*** Opening of Text block ***

• Honeybees (partly marked) on the edge of a brood frame
Chair of Behavioral Physiology & Sociobiology

Loidolt, Florian

Florian Loidolt

PhD student
Zoology II / Scheiner lab
Universität Würzburg
Am Hubland
97074 Würzburg
Building: Biozentrum (B1)
Room: D123
Link: Scheiner lab
Portrait of Florian Loidolt

The Western honeybee (Apis mellifera) belongs to the group of eusocial insects. The species is distributed globally and functions as important pollinator for plants. Especially the sophisticated and structured organization of the colony which can comprise tens of thousands of individuals is fascinating. Based on the age of individual bees, different tasks are performed in the hive (age-related polyethism). Young bees stay in the centre of the hive and work as nurse bees or build brood cells and honeycombs while increasing age leads bees more to the periphery, and finally the oldest bees leave the hive to forage for resources such as nectar and pollen. Honeybees show multiple well-developed traits and strategies that contribute to their success. The dance communication enables the bee colony to share information about promising food sites and ensure the efficient exploitation by fast recruitment of nestmates. With help of the bee’s sting and poison, a colony can collectively fight off enemies that might be much larger in size. Another interesting behaviour is active thermoregulation to create optimal temperatures in the bee hive. In periods of hot temperature, bees cool with water and wing air fanning, while cold temperatures are avoided by generating heat through trembling of the flight muscles. Due to this ability of heating up or cooling down, honeybees are distributed even across latitudes with longer periodes of cold temperatures and they are also established at higher elevations of mountain ranges.

*** Close of Text block ***
*** Opening of Information given ***

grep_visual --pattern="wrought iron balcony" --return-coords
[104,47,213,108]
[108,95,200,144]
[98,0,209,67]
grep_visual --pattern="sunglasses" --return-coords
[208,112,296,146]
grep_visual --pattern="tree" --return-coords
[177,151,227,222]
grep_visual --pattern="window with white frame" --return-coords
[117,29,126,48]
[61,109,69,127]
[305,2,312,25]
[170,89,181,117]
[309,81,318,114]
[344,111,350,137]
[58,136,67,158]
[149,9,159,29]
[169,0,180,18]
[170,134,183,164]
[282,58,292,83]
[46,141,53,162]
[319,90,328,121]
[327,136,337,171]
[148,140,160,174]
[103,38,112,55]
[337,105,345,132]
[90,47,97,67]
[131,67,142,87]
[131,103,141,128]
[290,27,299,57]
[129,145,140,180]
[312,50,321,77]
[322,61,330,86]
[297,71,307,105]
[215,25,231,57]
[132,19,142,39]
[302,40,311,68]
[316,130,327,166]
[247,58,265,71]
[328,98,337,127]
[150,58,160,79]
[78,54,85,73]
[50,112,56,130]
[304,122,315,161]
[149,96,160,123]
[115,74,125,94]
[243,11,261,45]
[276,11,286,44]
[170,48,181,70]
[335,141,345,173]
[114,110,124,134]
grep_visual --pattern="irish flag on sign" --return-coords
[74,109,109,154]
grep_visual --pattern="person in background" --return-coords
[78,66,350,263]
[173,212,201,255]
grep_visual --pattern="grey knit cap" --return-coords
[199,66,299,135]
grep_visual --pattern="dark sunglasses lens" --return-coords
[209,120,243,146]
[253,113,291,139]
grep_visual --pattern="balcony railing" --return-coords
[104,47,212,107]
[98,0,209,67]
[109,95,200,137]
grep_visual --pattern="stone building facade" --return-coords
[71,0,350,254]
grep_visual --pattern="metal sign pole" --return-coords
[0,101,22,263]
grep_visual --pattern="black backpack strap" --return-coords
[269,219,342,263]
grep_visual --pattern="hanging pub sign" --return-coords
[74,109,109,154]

*** Close of Information given ***

# To do
1) In the honeybee text, which bees leave the hive to forage?
2) For each statement, say yes or no depending on whether the honeybee text supports it, and quote the words that decide it: (a) Young bees work at the periphery of the hive. (b) Bees cool the hive with water and by fanning air with their wings. (c) Honeybees live only in warm lowland regions.
3) Continue the honeybee text after its last sentence.
The records can be set aside; nothing here depends on them.

# Activity answers
1) The oldest bees leave the hive to forage for resources such as nectar and pollen.

2)
(a) No: "Young bees stay in the centre of the hive"
(b) Yes: "bees cool with water and wing air fanning"
(c) No: "they are also established at higher elevations of mountain ranges"

3)
This temperature adaptation is in the focus of my project. I investigate which genes might have an influence on thermoregulation of honeybees as an important ability for adaptation to high elevations. In collaboration with the University of Hohenheim and local African partners, bees will be collected from different elevations of African mountains (Mt. Kenya & Mt. Elgon in Kenya, Rwenzori Mountain system & Virunga mountain system in Uganda, Mt. Kilimanjaro & Mt. Meru in Tanzania). Then we will select candidate genes (e.g. octopamine receptors) with potential effects on adaptation to elevation, especially regarding thermoregulation. Gene expression levels in the bee brains are analysed via qRT-PCR. Several colonies will be translocated to other elevations together with the monitoring of colony fitness to get insights about local adaptation to elevation. Furthermore, I conduct feeding experiments with octopamine added to the diet of honeybee colonies to demonstrate the importance of octopamine signalling for heating of bees, and so the foraging onset. Flight activity of bees will be recorded with RFID chip technology. Besides, aggressiveness of colonies will be measured. Additionally, I will create bee knockout mutants by using the CRISPR/Cas9 method in the lab and test them for their cold resistance in behavioural assays.